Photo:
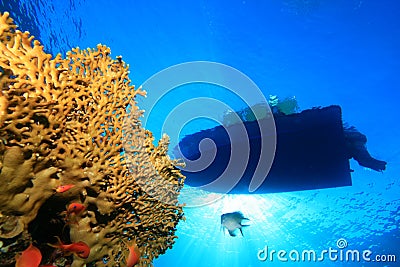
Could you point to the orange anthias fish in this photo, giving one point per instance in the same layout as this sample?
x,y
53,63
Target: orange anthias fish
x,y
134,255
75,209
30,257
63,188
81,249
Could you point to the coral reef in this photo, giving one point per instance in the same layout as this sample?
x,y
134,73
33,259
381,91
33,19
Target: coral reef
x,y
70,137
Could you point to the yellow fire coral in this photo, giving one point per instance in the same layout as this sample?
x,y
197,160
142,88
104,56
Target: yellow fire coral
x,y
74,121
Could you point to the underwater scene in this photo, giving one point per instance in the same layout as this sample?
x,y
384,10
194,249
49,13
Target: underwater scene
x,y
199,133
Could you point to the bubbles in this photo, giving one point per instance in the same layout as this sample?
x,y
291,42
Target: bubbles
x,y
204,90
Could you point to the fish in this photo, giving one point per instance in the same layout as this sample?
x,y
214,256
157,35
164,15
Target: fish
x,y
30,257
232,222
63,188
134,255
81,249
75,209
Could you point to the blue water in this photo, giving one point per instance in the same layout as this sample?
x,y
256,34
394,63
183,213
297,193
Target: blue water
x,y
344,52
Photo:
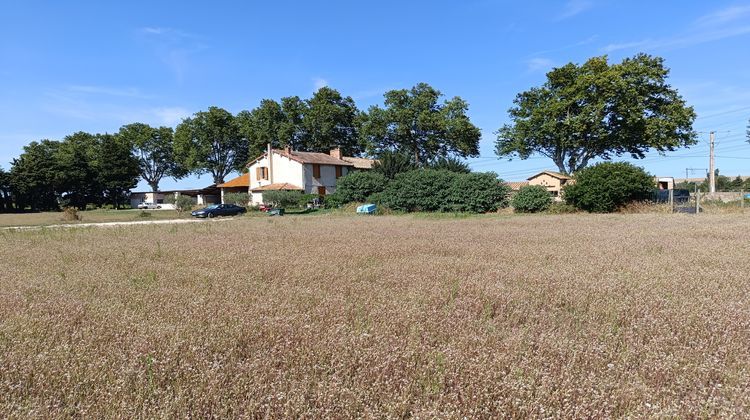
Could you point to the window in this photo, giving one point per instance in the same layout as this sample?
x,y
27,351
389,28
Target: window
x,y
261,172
****************
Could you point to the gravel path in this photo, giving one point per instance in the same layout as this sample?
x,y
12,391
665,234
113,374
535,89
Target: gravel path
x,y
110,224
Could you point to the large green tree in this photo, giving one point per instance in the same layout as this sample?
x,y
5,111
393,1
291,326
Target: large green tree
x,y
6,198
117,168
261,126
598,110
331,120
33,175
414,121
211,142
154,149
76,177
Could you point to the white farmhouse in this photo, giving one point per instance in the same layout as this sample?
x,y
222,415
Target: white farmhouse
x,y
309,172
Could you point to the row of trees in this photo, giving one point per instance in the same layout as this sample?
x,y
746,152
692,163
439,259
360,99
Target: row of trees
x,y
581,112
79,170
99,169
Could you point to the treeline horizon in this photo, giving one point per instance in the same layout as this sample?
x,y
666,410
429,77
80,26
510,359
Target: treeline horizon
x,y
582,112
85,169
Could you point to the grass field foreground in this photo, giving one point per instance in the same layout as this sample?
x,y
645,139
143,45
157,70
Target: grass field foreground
****************
*What is required*: The entries above hold the needed span. Transcribe exactly the lines from the one with "Could you point to the grass" to the one with "Target: grass field foreground", both included.

*Answer for the task*:
Could you point to the grass field foreground in this photo, giving one point per instance in the same layout as this sample?
x,y
645,139
143,45
157,70
Target: grass field foreground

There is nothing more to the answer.